**** Given data ****
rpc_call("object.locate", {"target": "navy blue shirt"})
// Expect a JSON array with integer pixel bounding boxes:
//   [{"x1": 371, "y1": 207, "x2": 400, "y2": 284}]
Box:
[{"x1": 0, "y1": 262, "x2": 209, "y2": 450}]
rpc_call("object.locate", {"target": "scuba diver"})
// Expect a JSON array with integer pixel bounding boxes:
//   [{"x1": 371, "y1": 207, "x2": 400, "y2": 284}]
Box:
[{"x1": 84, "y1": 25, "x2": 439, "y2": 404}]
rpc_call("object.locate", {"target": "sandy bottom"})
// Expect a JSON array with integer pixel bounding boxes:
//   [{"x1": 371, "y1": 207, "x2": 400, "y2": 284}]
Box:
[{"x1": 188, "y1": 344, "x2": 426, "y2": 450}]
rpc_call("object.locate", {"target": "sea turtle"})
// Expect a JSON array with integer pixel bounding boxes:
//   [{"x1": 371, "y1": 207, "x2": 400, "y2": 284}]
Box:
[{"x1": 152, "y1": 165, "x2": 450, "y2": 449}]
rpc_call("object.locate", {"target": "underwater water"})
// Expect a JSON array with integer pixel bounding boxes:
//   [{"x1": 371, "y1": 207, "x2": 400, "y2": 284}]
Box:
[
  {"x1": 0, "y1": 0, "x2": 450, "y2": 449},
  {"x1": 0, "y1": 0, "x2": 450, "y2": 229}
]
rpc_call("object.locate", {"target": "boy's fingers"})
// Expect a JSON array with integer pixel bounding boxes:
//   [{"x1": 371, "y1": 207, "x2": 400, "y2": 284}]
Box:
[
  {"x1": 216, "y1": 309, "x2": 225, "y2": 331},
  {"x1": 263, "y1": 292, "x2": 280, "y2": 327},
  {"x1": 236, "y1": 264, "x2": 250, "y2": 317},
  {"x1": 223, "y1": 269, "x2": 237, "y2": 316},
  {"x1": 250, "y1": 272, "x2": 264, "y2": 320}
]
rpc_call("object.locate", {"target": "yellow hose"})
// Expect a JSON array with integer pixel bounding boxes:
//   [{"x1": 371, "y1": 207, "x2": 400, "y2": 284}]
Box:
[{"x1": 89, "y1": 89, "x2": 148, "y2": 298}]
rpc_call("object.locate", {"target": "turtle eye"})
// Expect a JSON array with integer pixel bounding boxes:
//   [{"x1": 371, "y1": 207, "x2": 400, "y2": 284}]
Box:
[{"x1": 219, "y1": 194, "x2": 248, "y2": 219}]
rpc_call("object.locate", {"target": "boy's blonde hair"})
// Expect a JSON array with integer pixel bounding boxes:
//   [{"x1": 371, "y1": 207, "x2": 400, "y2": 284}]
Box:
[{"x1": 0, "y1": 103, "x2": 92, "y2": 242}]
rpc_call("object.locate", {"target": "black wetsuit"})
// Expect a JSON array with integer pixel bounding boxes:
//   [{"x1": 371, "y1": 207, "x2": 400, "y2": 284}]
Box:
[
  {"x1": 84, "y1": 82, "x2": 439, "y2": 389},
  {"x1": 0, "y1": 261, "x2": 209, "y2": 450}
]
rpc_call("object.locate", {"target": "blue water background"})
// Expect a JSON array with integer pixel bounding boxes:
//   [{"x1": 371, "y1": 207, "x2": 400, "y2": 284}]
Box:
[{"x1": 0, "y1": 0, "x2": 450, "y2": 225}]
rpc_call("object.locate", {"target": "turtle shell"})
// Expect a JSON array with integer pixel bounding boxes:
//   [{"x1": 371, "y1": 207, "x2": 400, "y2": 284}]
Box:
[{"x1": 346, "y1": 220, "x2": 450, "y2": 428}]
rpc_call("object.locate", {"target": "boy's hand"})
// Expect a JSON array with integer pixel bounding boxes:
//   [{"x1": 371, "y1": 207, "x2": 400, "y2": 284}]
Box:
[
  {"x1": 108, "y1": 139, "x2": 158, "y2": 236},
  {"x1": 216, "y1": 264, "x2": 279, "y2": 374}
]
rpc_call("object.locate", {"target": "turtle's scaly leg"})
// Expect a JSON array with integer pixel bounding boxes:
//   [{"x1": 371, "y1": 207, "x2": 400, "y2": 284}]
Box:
****
• The task
Pick out every line in the items above that contains the word "water" and copy each of those lines.

• Written solution
rpc_call("object.locate", {"target": "underwater water"})
rpc_call("object.locate", {"target": "blue water background"})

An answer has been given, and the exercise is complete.